- [KETENTUAN TUGAS]:
Tolong tulis ulang semua baris catatan di bawah, dari baris yang memuat "As a warehouse robot's perception module, locate chopped" sampai akhir catatan. Pertahankan setiap baris seperti aslinya, tetapi tambahkan -101 pada setiap angka koordinat kotak pembatas di dalam jawaban.

━━━ DATA TERCATAT

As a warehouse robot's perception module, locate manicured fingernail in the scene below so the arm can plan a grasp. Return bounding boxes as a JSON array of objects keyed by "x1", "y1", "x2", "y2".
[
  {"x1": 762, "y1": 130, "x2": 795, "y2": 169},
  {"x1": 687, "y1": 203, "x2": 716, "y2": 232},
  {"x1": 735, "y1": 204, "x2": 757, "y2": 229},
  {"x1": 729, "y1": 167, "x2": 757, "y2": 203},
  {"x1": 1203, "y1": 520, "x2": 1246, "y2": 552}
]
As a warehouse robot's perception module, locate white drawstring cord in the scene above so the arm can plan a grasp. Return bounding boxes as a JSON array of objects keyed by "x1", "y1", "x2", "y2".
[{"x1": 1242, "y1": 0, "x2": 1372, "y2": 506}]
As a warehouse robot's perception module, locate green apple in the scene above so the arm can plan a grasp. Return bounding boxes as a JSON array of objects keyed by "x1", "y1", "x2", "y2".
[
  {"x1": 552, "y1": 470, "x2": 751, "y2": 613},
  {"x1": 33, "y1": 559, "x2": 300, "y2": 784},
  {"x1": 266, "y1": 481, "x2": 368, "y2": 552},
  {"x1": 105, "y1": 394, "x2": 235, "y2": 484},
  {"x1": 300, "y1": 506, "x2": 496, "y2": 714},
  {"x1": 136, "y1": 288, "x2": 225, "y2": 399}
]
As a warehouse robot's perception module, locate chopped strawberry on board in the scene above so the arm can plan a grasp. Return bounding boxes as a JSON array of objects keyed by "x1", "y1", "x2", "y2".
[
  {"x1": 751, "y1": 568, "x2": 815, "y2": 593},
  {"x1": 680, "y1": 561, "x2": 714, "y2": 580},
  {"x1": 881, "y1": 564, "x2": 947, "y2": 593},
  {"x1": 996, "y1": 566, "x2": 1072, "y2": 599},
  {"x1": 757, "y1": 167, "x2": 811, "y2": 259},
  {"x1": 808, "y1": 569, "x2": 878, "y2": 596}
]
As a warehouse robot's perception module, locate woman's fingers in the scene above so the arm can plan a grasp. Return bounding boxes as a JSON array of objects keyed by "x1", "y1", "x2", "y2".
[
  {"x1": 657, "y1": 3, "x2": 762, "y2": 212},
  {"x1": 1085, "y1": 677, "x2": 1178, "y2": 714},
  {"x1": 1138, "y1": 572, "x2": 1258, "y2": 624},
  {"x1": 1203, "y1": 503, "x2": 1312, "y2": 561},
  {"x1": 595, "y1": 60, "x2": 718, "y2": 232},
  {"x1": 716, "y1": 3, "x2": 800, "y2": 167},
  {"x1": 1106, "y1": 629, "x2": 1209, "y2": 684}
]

━━━━━━

- [PENYELESAIAN LATIHAN]:
As a warehouse robot's perception module, locate chopped strawberry on board in the scene above so the arm can plan a grasp. Return bounding boxes as a JSON array of objects keyed by "x1", "y1", "x2", "y2".
[
  {"x1": 650, "y1": 467, "x2": 714, "y2": 492},
  {"x1": 579, "y1": 460, "x2": 613, "y2": 479},
  {"x1": 780, "y1": 463, "x2": 846, "y2": 492},
  {"x1": 895, "y1": 465, "x2": 971, "y2": 498},
  {"x1": 656, "y1": 66, "x2": 710, "y2": 158},
  {"x1": 707, "y1": 468, "x2": 777, "y2": 495}
]
As a warehouse robot's perception module, locate woman's fingers in the scene above so the arm can plan a grasp. Return bounding boxes as a JSON array of objects keyed by "x1", "y1", "x2", "y2".
[
  {"x1": 556, "y1": -98, "x2": 661, "y2": 111},
  {"x1": 984, "y1": 576, "x2": 1077, "y2": 613},
  {"x1": 1037, "y1": 471, "x2": 1157, "y2": 523},
  {"x1": 1102, "y1": 402, "x2": 1211, "y2": 460},
  {"x1": 494, "y1": -41, "x2": 617, "y2": 131},
  {"x1": 615, "y1": -98, "x2": 699, "y2": 66},
  {"x1": 1005, "y1": 528, "x2": 1108, "y2": 583}
]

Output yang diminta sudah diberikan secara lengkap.